*할 일:* 모든 항목에서 "Target" 자리에 "Label" 넣어 아래 줄들을 수정하고, 다른 부분은 그대로 두세요. 답에는 사진을 빼 주세요.

사진 속 물체 가리키기 기록:
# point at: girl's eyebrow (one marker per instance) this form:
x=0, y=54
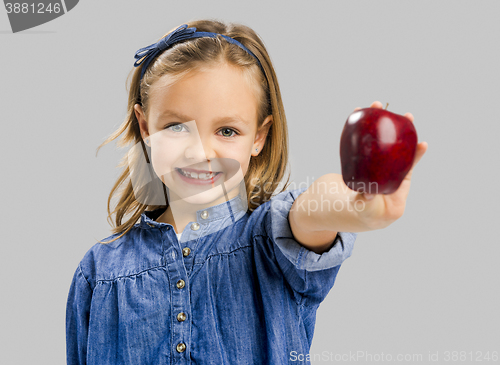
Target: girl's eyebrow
x=227, y=119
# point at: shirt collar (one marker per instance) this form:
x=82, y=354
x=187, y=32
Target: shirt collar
x=234, y=208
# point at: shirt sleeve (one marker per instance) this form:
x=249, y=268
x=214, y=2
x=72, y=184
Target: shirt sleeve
x=309, y=274
x=77, y=319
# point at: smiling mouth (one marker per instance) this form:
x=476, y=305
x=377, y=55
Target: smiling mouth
x=197, y=174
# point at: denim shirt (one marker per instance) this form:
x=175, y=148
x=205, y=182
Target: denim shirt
x=244, y=294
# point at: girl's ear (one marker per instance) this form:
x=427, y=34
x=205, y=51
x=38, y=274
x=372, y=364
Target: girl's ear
x=141, y=118
x=260, y=137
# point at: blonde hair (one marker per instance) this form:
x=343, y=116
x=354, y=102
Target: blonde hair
x=265, y=171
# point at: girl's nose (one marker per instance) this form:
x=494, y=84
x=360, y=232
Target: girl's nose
x=198, y=150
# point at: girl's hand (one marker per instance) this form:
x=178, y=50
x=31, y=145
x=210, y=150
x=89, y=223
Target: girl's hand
x=383, y=209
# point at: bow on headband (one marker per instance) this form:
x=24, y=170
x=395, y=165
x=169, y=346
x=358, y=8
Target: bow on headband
x=147, y=54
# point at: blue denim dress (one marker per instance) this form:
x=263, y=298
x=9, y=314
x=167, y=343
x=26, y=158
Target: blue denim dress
x=246, y=293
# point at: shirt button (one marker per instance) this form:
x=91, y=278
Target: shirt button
x=181, y=317
x=181, y=347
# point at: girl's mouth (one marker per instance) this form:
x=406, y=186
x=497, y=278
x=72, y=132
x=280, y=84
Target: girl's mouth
x=198, y=178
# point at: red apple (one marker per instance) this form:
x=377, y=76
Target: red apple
x=377, y=149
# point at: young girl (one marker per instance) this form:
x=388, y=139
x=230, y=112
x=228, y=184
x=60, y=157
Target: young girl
x=205, y=265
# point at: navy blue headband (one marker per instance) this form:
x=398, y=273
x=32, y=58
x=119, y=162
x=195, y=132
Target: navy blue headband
x=147, y=54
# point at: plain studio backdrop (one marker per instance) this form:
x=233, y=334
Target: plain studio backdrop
x=428, y=285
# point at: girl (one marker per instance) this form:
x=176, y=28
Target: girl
x=205, y=265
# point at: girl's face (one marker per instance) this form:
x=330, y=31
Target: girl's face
x=203, y=132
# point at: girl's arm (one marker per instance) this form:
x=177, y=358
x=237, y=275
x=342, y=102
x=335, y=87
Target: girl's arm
x=328, y=206
x=77, y=319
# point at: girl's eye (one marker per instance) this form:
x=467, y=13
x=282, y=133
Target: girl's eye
x=178, y=127
x=226, y=131
x=175, y=127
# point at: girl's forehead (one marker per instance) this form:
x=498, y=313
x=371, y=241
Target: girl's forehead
x=208, y=90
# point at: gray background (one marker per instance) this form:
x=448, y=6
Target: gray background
x=429, y=283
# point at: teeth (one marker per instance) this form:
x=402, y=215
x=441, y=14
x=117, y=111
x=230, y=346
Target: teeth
x=194, y=175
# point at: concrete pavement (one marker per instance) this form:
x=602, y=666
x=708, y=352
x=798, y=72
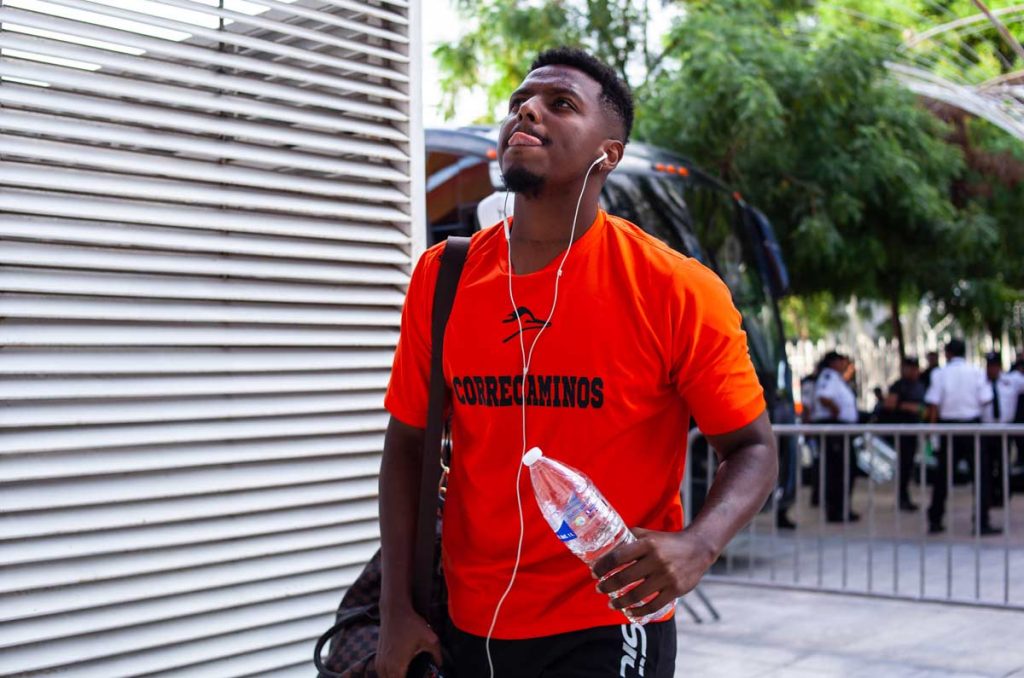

*결과:*
# point at: girl's eyebrow (one marker per instance) this form:
x=0, y=54
Label: girl's eyebrow
x=227, y=119
# point at: shirt collar (one marker per instance) this form:
x=82, y=354
x=187, y=32
Label: shirt collar
x=234, y=208
# point at: shirt sleeve (one marker per instance) this form:
x=249, y=268
x=214, y=2
x=72, y=184
Label: shirt sleeve
x=309, y=274
x=77, y=319
# point at: smiling mouth (one marker per instance) this form:
x=476, y=305
x=377, y=55
Label: smiling mouth
x=197, y=174
# point at: denim shirt (one marker per instance) this form:
x=175, y=148
x=205, y=182
Label: denim shirt
x=244, y=294
# point at: girl's ear (one marker per instance) this form:
x=427, y=34
x=205, y=51
x=38, y=274
x=372, y=364
Label: girl's ear
x=141, y=118
x=260, y=137
# point at: blonde hair (one marker per instance) this form:
x=343, y=116
x=354, y=102
Label: blonde hair
x=265, y=171
# point at: girl's nose (one marker per instance) this form:
x=494, y=84
x=360, y=232
Label: girl's nose
x=198, y=150
# point at: girl's hand (one marker per instance) this form:
x=178, y=50
x=31, y=145
x=210, y=150
x=89, y=223
Label: girl's hand
x=383, y=209
# point at: bow on headband (one marker per instance) this form:
x=24, y=170
x=395, y=165
x=169, y=346
x=358, y=8
Label: bow on headband
x=147, y=54
# point at: blue denim dress (one marker per instance) this form:
x=263, y=298
x=9, y=314
x=167, y=343
x=26, y=158
Label: blue denim dress
x=246, y=293
# point at: shirt button (one marker per instance) this form:
x=91, y=278
Label: shirt button
x=181, y=317
x=181, y=347
# point at: girl's mouth (one marker per instance) this form:
x=406, y=186
x=497, y=278
x=72, y=132
x=280, y=84
Label: girl's mouth
x=198, y=178
# point at: red apple (one marker per instance) this form:
x=377, y=76
Label: red apple
x=377, y=149
# point at: young girl (one marker per instance) this form:
x=388, y=139
x=230, y=112
x=228, y=184
x=60, y=157
Label: young girl
x=205, y=265
# point at: navy blue headband (one marker per instance) this form:
x=398, y=273
x=32, y=58
x=119, y=162
x=195, y=132
Label: navy blue headband
x=147, y=54
# point at: plain studio backdrop (one marker per instance) this form:
x=233, y=334
Label: plain studio backdrop
x=428, y=285
# point at: girl (one marker per instance) this form:
x=176, y=28
Label: girl
x=205, y=265
# point at: girl's face (one marker per instance) this form:
x=330, y=31
Label: girl's face
x=203, y=132
# point at: girl's arm (one marker per instance) this form:
x=177, y=358
x=237, y=275
x=342, y=102
x=335, y=87
Label: girl's arm
x=328, y=206
x=77, y=319
# point at: girl's eye (one marker per instance) this form:
x=467, y=13
x=282, y=133
Label: girl's eye
x=178, y=127
x=226, y=131
x=175, y=127
# point at: girl's forehead (one marker per instance) this form:
x=498, y=313
x=371, y=241
Label: girl's forehead
x=208, y=90
# point at: gray background (one marker per instance) this form:
x=448, y=6
Label: gray background
x=429, y=283
# point at: teeth (one marker per instance) this form:
x=402, y=215
x=441, y=14
x=117, y=111
x=230, y=346
Label: teeth
x=194, y=175
# point at: concrete pavement (one marker per instance) this form:
x=602, y=666
x=708, y=352
x=798, y=72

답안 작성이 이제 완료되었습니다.